• [Task material]
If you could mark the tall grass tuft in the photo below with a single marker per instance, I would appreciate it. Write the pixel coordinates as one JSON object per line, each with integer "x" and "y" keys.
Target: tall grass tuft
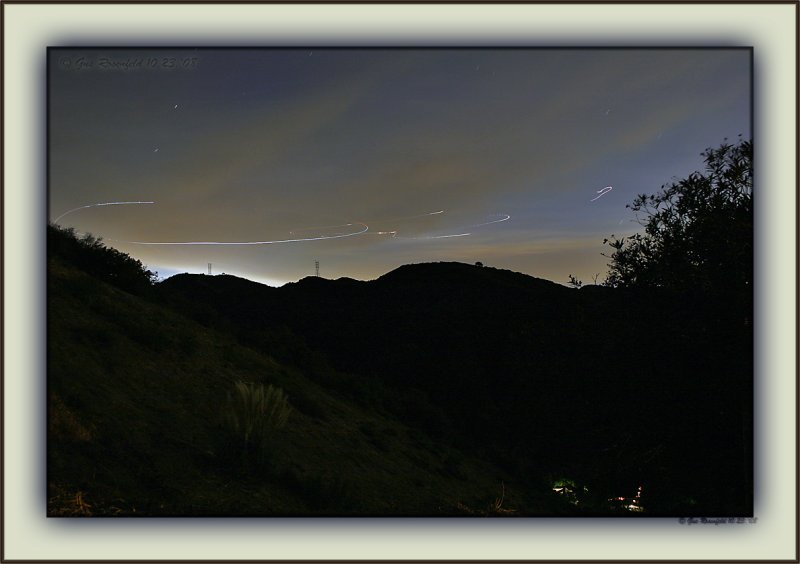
{"x": 253, "y": 412}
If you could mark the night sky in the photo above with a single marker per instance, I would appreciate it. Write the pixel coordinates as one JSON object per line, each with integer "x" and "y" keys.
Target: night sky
{"x": 368, "y": 159}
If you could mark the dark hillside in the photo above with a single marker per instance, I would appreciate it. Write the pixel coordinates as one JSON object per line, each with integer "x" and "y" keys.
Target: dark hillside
{"x": 613, "y": 386}
{"x": 136, "y": 425}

• [Goal] Rewrite the rows above, changing every "marker" to "dot" and keeping everything else the same. Leave out the pictures.

• [Answer below]
If you could mark the tall grass tuft in the photo below with a single dot per instance, I would appreciate it. Write the pixel coordinates as one JSON object per line, each with integer "x" and "y" keys.
Target: tall grass tuft
{"x": 253, "y": 412}
If you could mark the night sky in the photo above with a single dot per instance, I would appreciate it. Write the pixel coordinates as one JSON object per line, each with integer "x" and "y" keys.
Target: night sky
{"x": 368, "y": 159}
If you could mark the dark hillside in the photo above with a single dot per instance, I would appreciate it. Write the pixel coordinates as one JSON object per line, each with integer "x" and "y" keys.
Target: dark hillside
{"x": 613, "y": 386}
{"x": 136, "y": 425}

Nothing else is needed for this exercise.